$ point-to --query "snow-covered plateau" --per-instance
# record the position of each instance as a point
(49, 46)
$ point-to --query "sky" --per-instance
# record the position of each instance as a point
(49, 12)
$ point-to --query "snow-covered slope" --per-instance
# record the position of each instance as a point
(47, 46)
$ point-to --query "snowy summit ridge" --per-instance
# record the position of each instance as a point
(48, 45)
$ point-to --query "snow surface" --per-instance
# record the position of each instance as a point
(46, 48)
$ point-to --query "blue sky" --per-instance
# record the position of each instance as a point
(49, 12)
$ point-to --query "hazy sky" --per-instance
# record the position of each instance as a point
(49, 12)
******************************
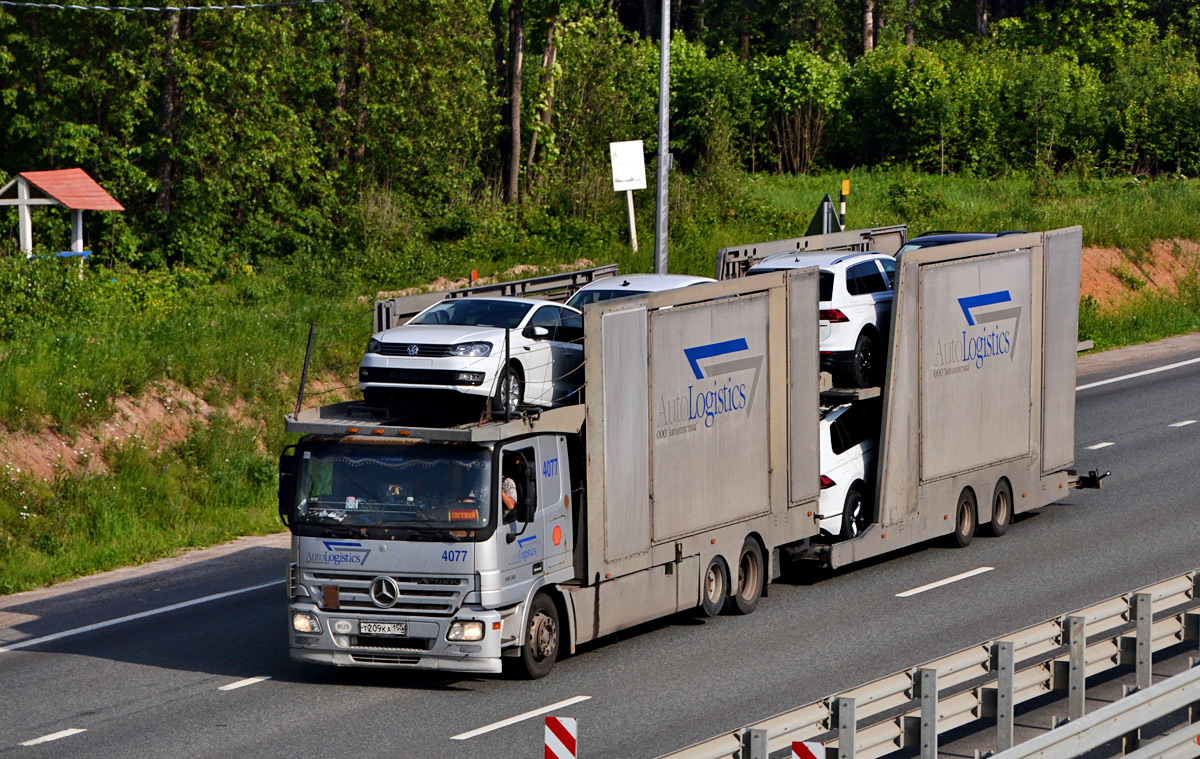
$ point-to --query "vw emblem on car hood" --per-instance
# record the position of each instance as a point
******************************
**Directions for this task**: Extract every line in the rows above that contains the string "query", and copy each one unchanged.

**Result for this exercise**:
$ point-to --query "snow-covered plateau" --per-instance
$ point-to --query "sky" --per-instance
$ point-to --query "snow-covered slope" --per-instance
$ point-to --query "snowy summit ridge" --per-instance
$ point-to --query "snow surface" --per-instance
$ point-to --query "blue sky" --per-instance
$ point-to --query "hazy sky" --per-instance
$ point-to --query "vw emblem on car hood" --per-instance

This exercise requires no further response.